Try it:
Where a picture appears, omit it; repeat everything else in the records exactly.

========

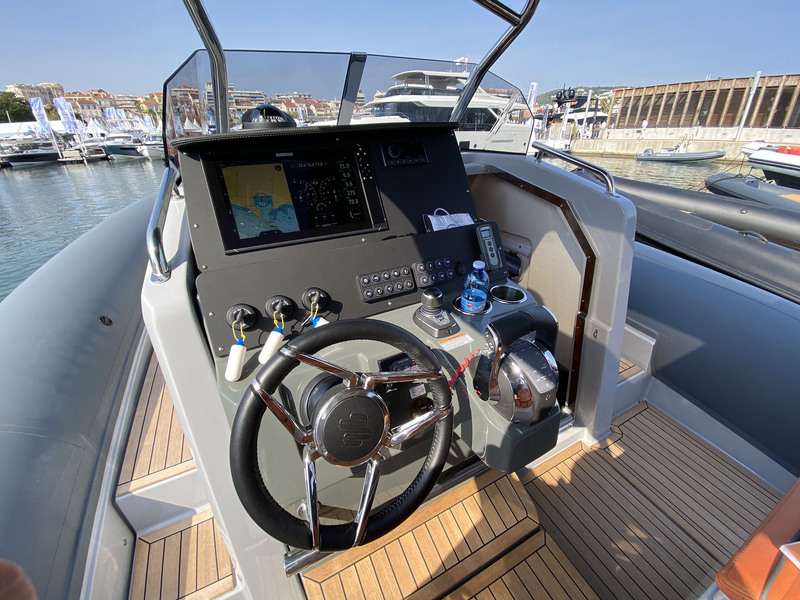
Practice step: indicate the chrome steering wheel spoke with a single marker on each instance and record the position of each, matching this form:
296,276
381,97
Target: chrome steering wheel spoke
371,478
407,430
310,454
302,435
407,376
349,378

========

Output of the exercise:
Practice step: indicate the chrome steering wheel spoke with a single marker on each instance and record the position of each, matching this form:
296,276
381,97
Target: chrome steering wheel spoke
371,478
407,430
310,454
302,435
407,376
349,378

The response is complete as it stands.